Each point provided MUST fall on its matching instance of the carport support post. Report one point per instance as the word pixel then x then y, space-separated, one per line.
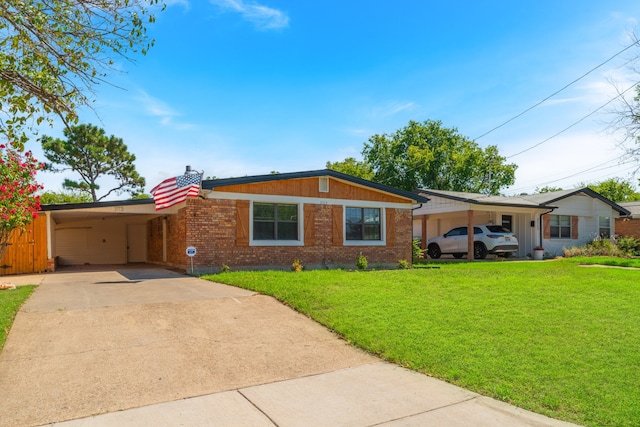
pixel 470 235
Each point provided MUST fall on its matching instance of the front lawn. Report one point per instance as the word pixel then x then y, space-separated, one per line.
pixel 552 337
pixel 10 303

**********

Direction: Can you rewrite the entries above, replacing every "instance" with "occurrence" and changing nothing else? Leave the pictures out.

Result of this exercise:
Each point provided MUST fall on its matching occurrence of the carport support post. Report one point per occurrence as the word pixel then x then y, space-separated, one per line.
pixel 470 235
Each point provided MUST fall on its matching occurrence of the front lawn. Report one point per occurrence as the word pixel then x then y, space-separated, one per line.
pixel 552 337
pixel 10 303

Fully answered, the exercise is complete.